Tania Singer from Germany

Nepal and the Himalayas have always exerted a strong attraction on me. I only stayed in Nepal for a little more than two weeks and still it seemed like an eternity full of transformation, overwhelming emotional experiences and richness of heart connections.

We went to one of the self-sustained orphanage homes a little outside of Kathmandu already nearly in country side.  We were all welcomed like queens; the children had painted pictures for all of us and had prepared songs and dances. Step by step they performed the entire program mixed with playing games and having fun using our digital cameras. To see all these children left without parents, coming from mostly disadvantaged families, sharing only two rooms among each other and having barely nothing -according to Western standards- and still being so cheerful, playful, funny, alive and at the same time peaceful and balanced was so deeply heart touching that really no words can describe what I felt during this visit.

I will never forget these few hours. I still get tears in my eyes when trying to describe this experience. The children are looked after by an incredible sweet and devoted couple who have basically taken over the role of parents for these 20 children ranging from an age of 8 months to 11 years. In my opinion two real heroes which deserves our deepest appreciation and respect. It was also touching to see how the older children looked after the younger ones. For example, the older sisters and brothers in turn took care of feeding the 8 month old baby, playing with her and bringing her to bed. All that was naturally integrated in the stream of this little community life, this amazing community this ‘family’ has created over the years of being together. 


I was also very impressed to finally get a grasp of what the concept of ‘a self-sustained home’ really means: the food for the little community is mainly provided by the little cottage garden in front of the home, the mushroom farm close by and  the Buffalo living right next to the boys sleeping room. The children were very excited about the fact that the cow had just given birth to an calf. After a delicious lunch in the home’s kitchen all children showed us full of enthusiasm their school which is conveniently located just next to the orphanage home. I left the children with my heart full of love and the determination to sponsor the education of two of the older boys, one of them being extremely bright and always best of the class, the other probably quite clever as well and both just extremely cute. Both are not sponsored yet and are therefore not able to finance their education. The English of both was impressive and this was partly due to the fact that volunteers had stayed for some time in the orphanage teaching the kids some English. I had not realized before how relatively little financial support is really needed for us Western people to actually do a big difference for one of these children life.

Excerpted records:
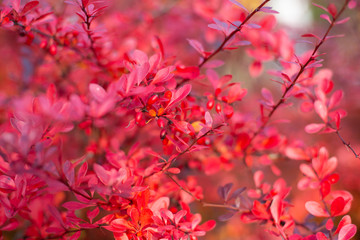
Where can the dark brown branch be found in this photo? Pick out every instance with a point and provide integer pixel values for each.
(288, 88)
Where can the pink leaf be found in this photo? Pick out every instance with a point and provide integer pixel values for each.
(236, 93)
(337, 206)
(316, 209)
(344, 221)
(239, 5)
(92, 214)
(326, 17)
(314, 127)
(276, 208)
(322, 7)
(75, 236)
(347, 232)
(197, 46)
(69, 172)
(335, 98)
(296, 153)
(258, 178)
(255, 69)
(321, 236)
(179, 95)
(267, 96)
(342, 20)
(208, 120)
(307, 171)
(102, 174)
(329, 224)
(97, 92)
(29, 6)
(71, 205)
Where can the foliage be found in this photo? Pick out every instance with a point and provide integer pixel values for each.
(112, 119)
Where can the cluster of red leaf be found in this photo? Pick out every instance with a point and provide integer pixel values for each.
(106, 129)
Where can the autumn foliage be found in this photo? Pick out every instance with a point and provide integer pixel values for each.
(125, 120)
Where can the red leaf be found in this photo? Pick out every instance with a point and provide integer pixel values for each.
(255, 69)
(92, 214)
(314, 127)
(239, 5)
(321, 236)
(74, 205)
(316, 209)
(207, 226)
(187, 72)
(102, 174)
(329, 224)
(29, 6)
(335, 98)
(344, 221)
(258, 178)
(347, 232)
(236, 93)
(326, 17)
(321, 110)
(197, 46)
(337, 206)
(69, 172)
(12, 225)
(276, 208)
(179, 95)
(296, 153)
(75, 236)
(97, 92)
(332, 9)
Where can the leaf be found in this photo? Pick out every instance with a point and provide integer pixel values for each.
(224, 191)
(321, 236)
(69, 172)
(335, 98)
(337, 206)
(296, 153)
(72, 205)
(342, 20)
(315, 209)
(102, 174)
(179, 95)
(97, 92)
(92, 214)
(225, 217)
(255, 69)
(197, 46)
(29, 6)
(326, 17)
(268, 10)
(276, 209)
(258, 178)
(347, 232)
(314, 127)
(345, 220)
(321, 7)
(307, 171)
(208, 120)
(239, 5)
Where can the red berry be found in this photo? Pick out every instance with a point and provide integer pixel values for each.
(161, 123)
(152, 99)
(217, 92)
(162, 133)
(210, 104)
(218, 108)
(168, 95)
(138, 117)
(53, 49)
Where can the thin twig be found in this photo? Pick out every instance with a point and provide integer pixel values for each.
(288, 88)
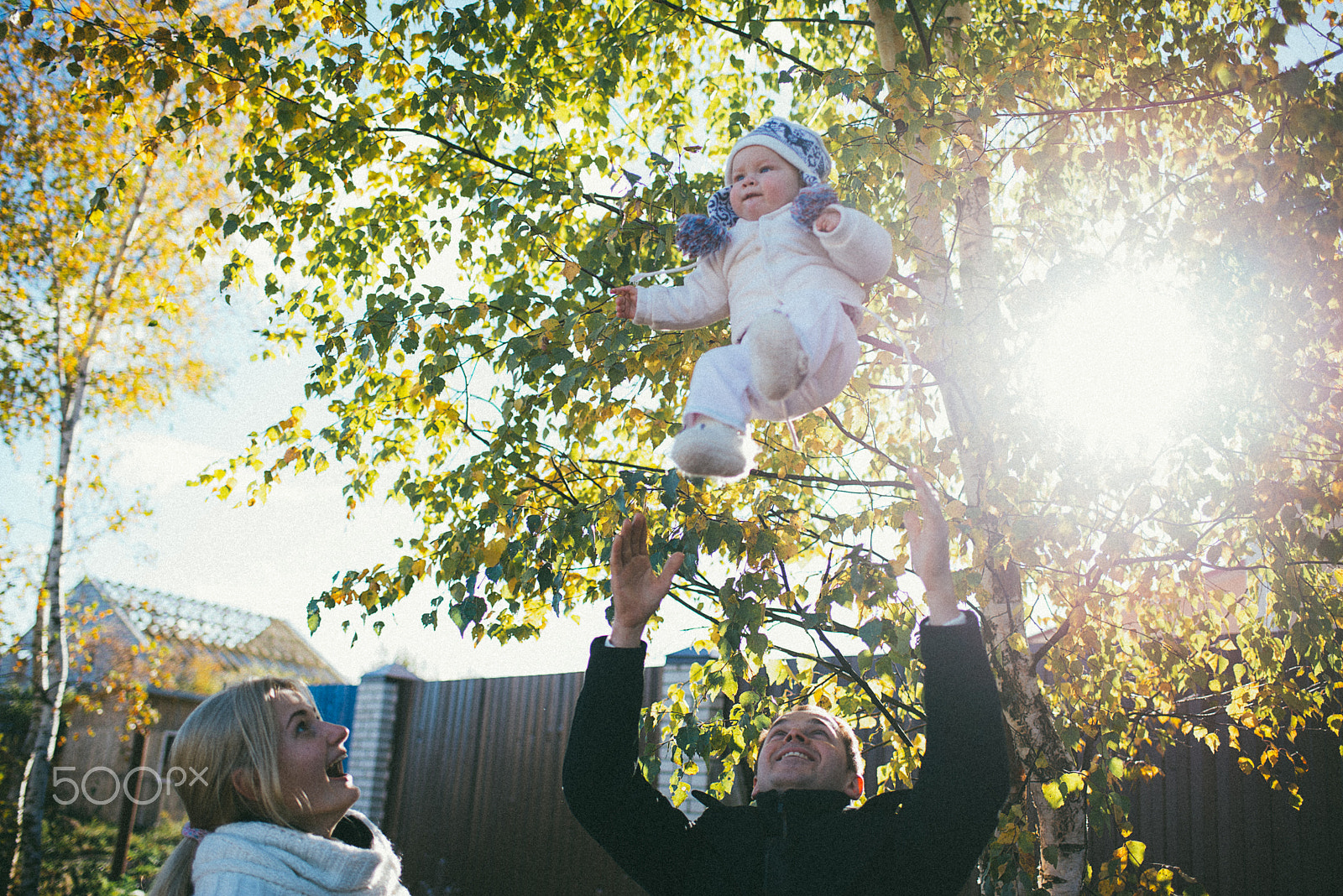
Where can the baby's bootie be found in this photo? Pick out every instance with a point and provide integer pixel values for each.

Exercise task:
Please extend the account of the Nepal orphanage visit, continuing from its last sentence. The rows aren't needed here.

Answer to the exercise:
Back in Kathmandu we went on the same day to another, a little bit smaller orphans home in Kathmandu town. We spend the evening playing cards with the kids.. and again being around these lovely beings just went directly into my heart. With the help of some foreign aid Narbine, the ‘father’ of the 10 kids, had managed to coordinate and organize the building of a new house next to the temporary accommodation. When we arrived he was just watering the roof and the kids showed us proudly around their future new home and played with us for a while on the roof terrace or their new home. Back at the Hotel I fell into bed with a heart which was bursting. I have not been touched so deeply for a long while.

I have the feeling that this has not been my last trip to Nepal and if I can arrange the time somehow I would really want to volunteer some weeks or ideally some months as a teacher.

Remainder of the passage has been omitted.